**Complete the following:**
1) From the Medicare coverage text, extract everything from "Other facts you" down to "prices will vary.", copying it word for word.
2) Continue the Medicare coverage text from the point where it stops, writing the next part in the same style.
======== Selected extract ========
What is Medicare Part C?

Medicare Part C consists of Medicare Advantage Plans offered by private insurance companies. These plan types can include HMOs, PPOs, Private Fee-for-Service Plans, and more. The benefit of enrolling in Part C is that it often covers what Parts A and B do not, and most of the services through Medicare are covered; meaning that you get all of the benefits of Parts A and B, in addition to the benefits of C. The out-of-pocket costs for Medicare Part C can vary. Some plans charge a premium, and some don’t. The same goes for the deductible. It often depends upon your plan, your doctor and whether or not you are in-network. For this coverage type, Medicare does not determine your costs. Your costs are determined by the plan you choose.

What is Medicare Part D?

Medicare Part D is the Prescription Drug plan. This plan is optional, and the costs will vary based on the plan you choose and the drug type. You must also pay close attention to whether or not your pharmacy is a part of your network. If you are having issues with paying for your medication, there is a program called Extra Help that will pay for the costs of your coverage. It is, of course, income-based. If you don’t happen to qualify, you can still contact Medicare to see what other options are available because some states do offer assistance programs.

Other facts you should be aware of.

  • Supplemental insurance is available. Medigap is a supplemental policy that can often cover services that Medicare will not pay for. It is mandatory for you to have Parts A and B to be eligible for Medigap. It does not cover your spouse, so you will need individual policies. You can obtain Medigap from a private insurer that is licensed to offer it. If you already have Medicare Advantage, you must leave that plan before your Medigap coverage starts. Some services are still not covered so make sure to verify first, before enrolling. Just like with Medicare Advantage, prices will vary.
  • Medicare can work with other insurance. Based on the coordination of benefits rules, the carriers decide who should pay first. One will be the primary payer and the other, the secondary. There can even be a third payer.
  • Long-term care is not covered. It’s not covered by Medicare, nor Medigap and is not covered by most health insurance plans. If you want to be sure about what is included and what isn’t, go the Medicare website online and search for coverage information based upon the item or service type.
======== Records supplied ========
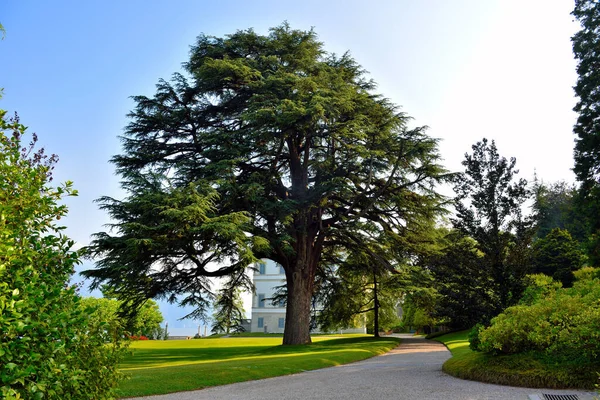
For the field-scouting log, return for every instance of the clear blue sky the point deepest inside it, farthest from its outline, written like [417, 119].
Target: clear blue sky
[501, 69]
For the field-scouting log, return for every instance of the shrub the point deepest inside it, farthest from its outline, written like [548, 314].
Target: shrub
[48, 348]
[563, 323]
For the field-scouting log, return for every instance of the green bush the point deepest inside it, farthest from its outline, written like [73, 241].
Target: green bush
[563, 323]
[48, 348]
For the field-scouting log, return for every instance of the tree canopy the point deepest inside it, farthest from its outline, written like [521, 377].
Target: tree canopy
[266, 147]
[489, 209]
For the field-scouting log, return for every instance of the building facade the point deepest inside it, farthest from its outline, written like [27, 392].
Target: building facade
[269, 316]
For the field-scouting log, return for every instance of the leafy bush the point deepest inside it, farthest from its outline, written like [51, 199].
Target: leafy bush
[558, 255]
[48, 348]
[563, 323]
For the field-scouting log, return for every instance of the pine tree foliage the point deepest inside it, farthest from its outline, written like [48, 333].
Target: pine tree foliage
========
======== Records supplied ========
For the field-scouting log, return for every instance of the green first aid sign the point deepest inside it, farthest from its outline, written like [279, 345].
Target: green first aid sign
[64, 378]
========
======== Records supplied ========
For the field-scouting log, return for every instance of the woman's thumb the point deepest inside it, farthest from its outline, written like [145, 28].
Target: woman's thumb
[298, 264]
========
**Results by task:**
1)
Other facts you should be aware of.

  • Supplemental insurance is available. Medigap is a supplemental policy that can often cover services that Medicare will not pay for. It is mandatory for you to have Parts A and B to be eligible for Medigap. It does not cover your spouse, so you will need individual policies. You can obtain Medigap from a private insurer that is licensed to offer it. If you already have Medicare Advantage, you must leave that plan before your Medigap coverage starts. Some services are still not covered so make sure to verify first, before enrolling. Just like with Medicare Advantage, prices will vary.

2)
  • Assistance is available. If you are still having trouble putting the pieces of the giant puzzle together regarding Medicare and its rules and coverages, contact the State Health Insurance Assistance Program (SHIP) for your state. SHIP is available to answer any questions or address any concerns you are struggling with.

Whatever path you decide to take on this Medicare journey, there is an abundance of resources available at your fingertips for any questions you may have. It does not have to be difficult. Do your homework first. Some essential tips to take with you:

  • Make sure your doctor accepts Medicare.
  • Check with your pharmacy to ensure they accept your plan (whether Medicare Advantage or Part D).
  • Always check to see if a service or future test is covered.
  • Check with your state to see if any assistance programs are available.
  • If you are traveling, you might be outside of your network. It does not hurt to check first.

Medicare education does not have to be rocket science. If you take it in by small pieces, it’s a lot easier to digest. When you look at it as a whole, yes, it can be overwhelming. Just look at it one section at a time, and it starts to make a lot more sense. While these facts and figures may not cover every single detail, they do help with a high-level overview of the wide world of Medicare. All of its moving parts are pieces of a larger puzzle. Hopefully, you have gained further insight, helping you to understand the basic ins and outs of Medicare better.